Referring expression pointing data
::::::
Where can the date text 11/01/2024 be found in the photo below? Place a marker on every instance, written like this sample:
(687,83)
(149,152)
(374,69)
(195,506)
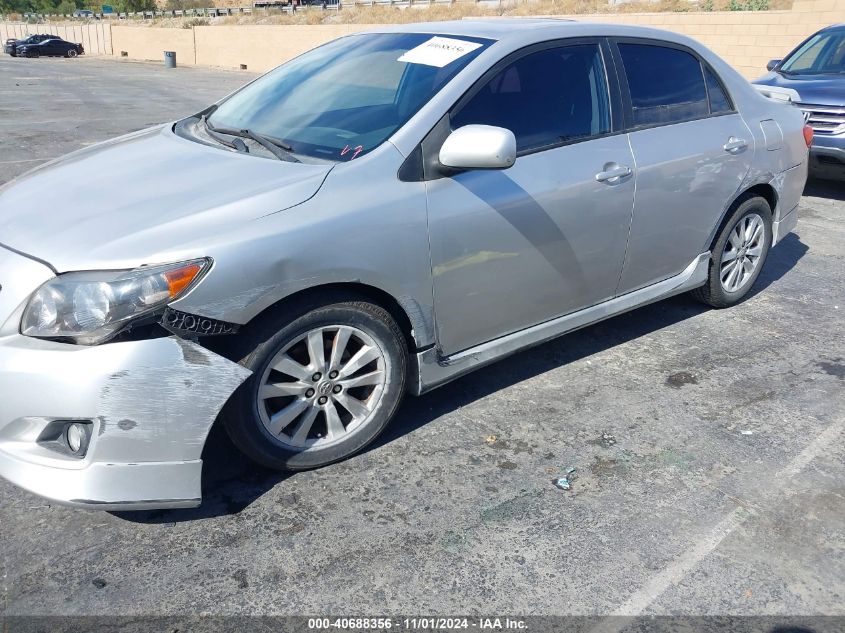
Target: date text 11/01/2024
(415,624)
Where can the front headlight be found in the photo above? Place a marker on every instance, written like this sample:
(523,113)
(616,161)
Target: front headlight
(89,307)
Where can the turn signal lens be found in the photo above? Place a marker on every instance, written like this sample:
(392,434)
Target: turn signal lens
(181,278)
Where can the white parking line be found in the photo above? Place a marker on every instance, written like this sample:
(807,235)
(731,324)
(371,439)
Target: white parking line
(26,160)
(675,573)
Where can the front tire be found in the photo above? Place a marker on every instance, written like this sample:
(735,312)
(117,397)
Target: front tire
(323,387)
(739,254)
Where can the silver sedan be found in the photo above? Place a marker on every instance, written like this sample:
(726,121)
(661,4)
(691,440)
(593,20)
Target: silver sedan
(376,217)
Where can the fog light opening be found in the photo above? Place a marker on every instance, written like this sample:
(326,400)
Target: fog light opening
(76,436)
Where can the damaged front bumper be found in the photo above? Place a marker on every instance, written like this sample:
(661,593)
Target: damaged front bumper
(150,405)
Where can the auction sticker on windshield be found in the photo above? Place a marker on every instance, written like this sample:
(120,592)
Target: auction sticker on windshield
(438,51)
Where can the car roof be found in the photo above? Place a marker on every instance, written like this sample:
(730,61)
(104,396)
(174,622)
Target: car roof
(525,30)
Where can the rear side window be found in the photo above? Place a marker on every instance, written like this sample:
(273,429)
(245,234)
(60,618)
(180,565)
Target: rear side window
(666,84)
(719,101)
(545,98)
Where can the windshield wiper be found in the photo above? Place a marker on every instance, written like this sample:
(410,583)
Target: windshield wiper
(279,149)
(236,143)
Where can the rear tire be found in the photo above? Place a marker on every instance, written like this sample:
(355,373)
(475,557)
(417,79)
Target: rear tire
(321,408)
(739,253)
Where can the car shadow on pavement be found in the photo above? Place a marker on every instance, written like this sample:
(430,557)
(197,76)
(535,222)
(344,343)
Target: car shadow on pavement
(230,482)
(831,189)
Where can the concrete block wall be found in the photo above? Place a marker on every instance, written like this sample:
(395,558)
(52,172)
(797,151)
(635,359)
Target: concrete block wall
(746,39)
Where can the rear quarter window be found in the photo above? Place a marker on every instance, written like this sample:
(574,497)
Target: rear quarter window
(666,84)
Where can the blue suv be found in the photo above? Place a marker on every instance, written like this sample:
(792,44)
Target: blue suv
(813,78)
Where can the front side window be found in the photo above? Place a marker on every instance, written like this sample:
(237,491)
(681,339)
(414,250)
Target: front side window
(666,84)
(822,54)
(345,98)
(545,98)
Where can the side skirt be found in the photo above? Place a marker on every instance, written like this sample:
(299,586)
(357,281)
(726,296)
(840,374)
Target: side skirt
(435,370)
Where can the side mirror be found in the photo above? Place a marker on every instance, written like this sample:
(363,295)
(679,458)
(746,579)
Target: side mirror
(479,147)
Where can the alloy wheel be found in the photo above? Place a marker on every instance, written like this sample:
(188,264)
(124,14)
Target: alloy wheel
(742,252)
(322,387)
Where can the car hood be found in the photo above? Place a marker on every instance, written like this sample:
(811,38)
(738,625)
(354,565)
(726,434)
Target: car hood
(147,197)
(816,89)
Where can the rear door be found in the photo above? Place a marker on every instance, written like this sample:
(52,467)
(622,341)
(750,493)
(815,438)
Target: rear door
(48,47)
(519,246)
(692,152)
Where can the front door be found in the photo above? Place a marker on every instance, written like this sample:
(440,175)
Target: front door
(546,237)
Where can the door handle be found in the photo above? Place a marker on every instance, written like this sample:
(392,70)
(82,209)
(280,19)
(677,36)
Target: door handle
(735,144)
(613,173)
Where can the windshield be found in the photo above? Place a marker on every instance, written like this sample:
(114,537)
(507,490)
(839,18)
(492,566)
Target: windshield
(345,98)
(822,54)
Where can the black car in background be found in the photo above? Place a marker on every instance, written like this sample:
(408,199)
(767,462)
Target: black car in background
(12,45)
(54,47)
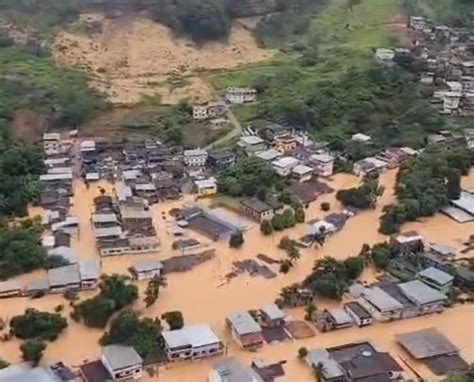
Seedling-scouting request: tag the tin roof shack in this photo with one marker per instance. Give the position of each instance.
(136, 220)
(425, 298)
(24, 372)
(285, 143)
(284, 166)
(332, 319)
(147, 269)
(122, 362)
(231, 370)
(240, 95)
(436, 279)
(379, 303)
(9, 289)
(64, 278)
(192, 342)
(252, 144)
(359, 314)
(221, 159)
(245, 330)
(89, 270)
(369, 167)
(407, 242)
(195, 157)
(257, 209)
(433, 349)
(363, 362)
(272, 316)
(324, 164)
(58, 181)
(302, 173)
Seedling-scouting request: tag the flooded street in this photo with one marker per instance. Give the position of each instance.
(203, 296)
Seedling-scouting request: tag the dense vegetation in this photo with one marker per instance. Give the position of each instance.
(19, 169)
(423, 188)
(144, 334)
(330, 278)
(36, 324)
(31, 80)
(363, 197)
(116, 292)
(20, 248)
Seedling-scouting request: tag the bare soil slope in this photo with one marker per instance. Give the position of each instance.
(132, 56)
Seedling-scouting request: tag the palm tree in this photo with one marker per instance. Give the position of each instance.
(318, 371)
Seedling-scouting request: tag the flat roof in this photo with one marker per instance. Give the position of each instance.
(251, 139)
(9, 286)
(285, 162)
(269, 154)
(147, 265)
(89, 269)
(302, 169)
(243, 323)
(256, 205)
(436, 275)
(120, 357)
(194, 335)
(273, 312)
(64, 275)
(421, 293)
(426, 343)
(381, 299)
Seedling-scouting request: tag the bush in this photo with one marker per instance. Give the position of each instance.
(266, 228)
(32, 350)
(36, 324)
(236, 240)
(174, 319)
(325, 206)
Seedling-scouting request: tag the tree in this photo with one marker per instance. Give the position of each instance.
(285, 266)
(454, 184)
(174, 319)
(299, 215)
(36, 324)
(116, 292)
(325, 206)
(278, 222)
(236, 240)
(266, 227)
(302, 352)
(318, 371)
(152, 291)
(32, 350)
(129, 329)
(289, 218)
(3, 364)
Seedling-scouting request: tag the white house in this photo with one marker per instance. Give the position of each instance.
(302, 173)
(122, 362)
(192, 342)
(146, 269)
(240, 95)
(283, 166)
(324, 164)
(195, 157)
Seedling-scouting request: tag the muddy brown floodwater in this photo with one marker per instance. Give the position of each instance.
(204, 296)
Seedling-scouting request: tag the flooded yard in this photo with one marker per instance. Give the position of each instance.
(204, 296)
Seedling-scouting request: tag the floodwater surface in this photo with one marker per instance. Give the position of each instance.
::::::
_Exercise brief:_
Write out the entries above verbatim; the pictures do not belong in your copy.

_The answer:_
Where can the date text 11/01/2024 be found in the photo below? Place a marker on every instance, written like this sample:
(687,83)
(149,152)
(374,69)
(195,506)
Target: date text 11/01/2024
(415,624)
Where can the front headlight be found in the photo above? Place a marker on every instance, written like this sample:
(523,113)
(616,161)
Target: front headlight
(89,307)
Where can the turn signal lens be found in the photo above? Place a marker on every instance, written like this sample:
(392,434)
Target: turn signal lens
(181,278)
Where can the white parking line be found in the photo above? Place a marker on every instance, written like this sample:
(807,235)
(731,324)
(371,439)
Target: white parking line
(26,160)
(675,573)
Where can the front tire be found in the photo above? Place a marker on every instance, written like this sample:
(735,312)
(117,397)
Target: front tire
(323,387)
(739,254)
Where can the silver sedan be found in the photo above? Place a marker on every instance, written like this sample:
(726,121)
(661,4)
(691,440)
(593,20)
Target: silver sedan
(376,217)
Where can the fog light opening be found in the photo above? Place a marker on every instance, written like this sample:
(326,400)
Target: fog light opening
(76,436)
Where can the damaged front bumper be found in the photo above? Place a marker on every instance, written like this sample:
(661,593)
Target: damaged front bumper
(150,405)
Where can the auction sticker on windshield be found in the photo above? Place a marker on every instance, written like this sample:
(120,592)
Target: auction sticker on windshield
(438,51)
Where can the car roof be found in the photo above? Place a marker on every instance, written like this sample:
(730,61)
(104,396)
(174,622)
Target: car roof
(525,30)
Where can the rear side window be found in the photo above? Place a marker on every instance, written like this sample:
(273,429)
(245,234)
(60,618)
(180,565)
Target: rear side window
(666,84)
(719,101)
(545,98)
Where can the windshield wiper be found in the photo above? Place a marker on every instance, written like this sample:
(410,583)
Target: windshield wiper
(279,149)
(236,143)
Where can the rear tire be found in the photo above? Place a marker on every instance, written like this sample:
(355,373)
(475,557)
(417,79)
Target: rear tire
(321,408)
(739,253)
Where can the car shadow on pavement be found in the photo above? Place a marker on every instance, written like this sample:
(430,557)
(197,76)
(535,222)
(344,343)
Target: car shadow on pavement
(230,482)
(831,189)
Where can the concrete block wall be found in the photo above? Place a marker on every instance, written like this sample:
(395,558)
(52,172)
(797,151)
(635,359)
Target: concrete block wall
(746,39)
Where can the rear quarter window be found in the photo above? Place a marker on every instance, written like this sample:
(574,497)
Target: rear quarter window
(666,84)
Where can the blue suv be found in the photo above? Place a marker on every instance, written like this sample:
(792,44)
Target: blue suv
(813,78)
Where can the front side window be found in the photo above? Place a marker on every instance, written like this sample:
(237,491)
(681,339)
(414,250)
Target: front side window
(666,84)
(822,54)
(345,98)
(545,98)
Where can the side skirt be found in the photo above? Place a marker on every instance, written like this sample:
(299,586)
(357,281)
(726,296)
(840,374)
Target: side skirt
(435,370)
Where can the side mirror be found in the photo above? Place a marker on every instance, written like this sample:
(363,295)
(679,458)
(746,579)
Target: side mirror
(479,147)
Where can the alloy wheel be found in the photo above? Place a marker on every instance, written like this sample:
(188,264)
(124,14)
Target: alloy wheel
(742,252)
(322,387)
Where can the car hood be found in the photo above? Place a marker on every instance, written like this sample:
(811,38)
(738,625)
(354,565)
(726,434)
Target: car hood
(147,197)
(816,89)
Where can the rear door be found in the photo above? Place a marker on every instance, written like this sample:
(52,467)
(622,341)
(750,493)
(815,438)
Target: rear door
(48,47)
(519,246)
(692,152)
Where can the front door be found in the photo above? Place a marker on every instance, written like this sample:
(440,175)
Target: front door
(546,237)
Where can the door handle be found in the photo above? Place a marker on every instance, written like this sample:
(392,70)
(82,209)
(280,19)
(677,36)
Target: door handle
(735,144)
(613,173)
Where can the windshield be found in the photo above? Place a marker on every instance, written like this sample:
(114,537)
(507,490)
(839,18)
(492,566)
Target: windshield
(345,98)
(822,54)
Where can the black car in background be found in the photo above? Place a marker on every instance, written like this sample:
(408,199)
(767,462)
Target: black car in background
(12,45)
(54,47)
Seedling-scouting request: tag the tin roof shack in this photo with one marker per instance. Give the position of each instance.
(136, 220)
(425, 298)
(24, 372)
(285, 143)
(284, 166)
(332, 319)
(147, 269)
(122, 362)
(231, 370)
(240, 95)
(436, 279)
(379, 303)
(9, 289)
(64, 278)
(192, 342)
(252, 144)
(359, 314)
(221, 159)
(245, 330)
(89, 270)
(369, 167)
(407, 242)
(195, 157)
(257, 209)
(433, 349)
(363, 362)
(272, 316)
(324, 164)
(58, 181)
(302, 173)
Seedling-scouting request: tag the flooded street in this photo with one marker per instance. Give the position of each instance.
(203, 296)
Seedling-scouting request: tag the dense vegetation in this photo with one marker per instance. Give the position of each instance.
(19, 169)
(423, 188)
(144, 334)
(330, 278)
(36, 324)
(31, 80)
(363, 197)
(116, 292)
(20, 248)
Seedling-scouting request: tag the bare soil slope in this photo with one marker per instance. Give the position of each instance.
(132, 56)
Seedling-scouting request: tag the palm tree in this photo with one marker per instance. Give the position of each instance.
(318, 371)
Seedling-scouting request: tag the flat roof in this photo with one marker per instance. Give the position of each instance.
(251, 139)
(9, 286)
(285, 162)
(269, 154)
(147, 265)
(89, 269)
(302, 169)
(243, 323)
(256, 205)
(436, 275)
(120, 357)
(194, 335)
(273, 312)
(64, 275)
(421, 293)
(426, 343)
(381, 299)
Seedling-scouting request: tag the bush in this photo with one marker per instance. Give the position of each instance.
(266, 228)
(32, 350)
(36, 324)
(236, 240)
(174, 319)
(325, 206)
Seedling-scouting request: tag the tree in this photo with one marker per instance. Give the position of each instance.
(285, 266)
(454, 184)
(174, 319)
(299, 215)
(36, 324)
(116, 292)
(325, 206)
(278, 222)
(236, 240)
(266, 227)
(302, 352)
(318, 371)
(152, 291)
(32, 350)
(129, 329)
(289, 218)
(3, 364)
Seedling-scouting request: tag the white house in this photo with one marker per instance. Give the position of each instance.
(302, 173)
(122, 362)
(192, 342)
(146, 269)
(240, 95)
(283, 166)
(324, 164)
(195, 157)
Seedling-scouting request: tag the muddy brown floodwater in this photo with one marker per instance. Give the position of each instance.
(204, 296)
Seedling-scouting request: tag the flooded yard in this photo with one marker per instance. Give the position of each instance.
(204, 296)
Seedling-scouting request: tag the floodwater surface in this photo with one marker per instance. Give the position of each instance.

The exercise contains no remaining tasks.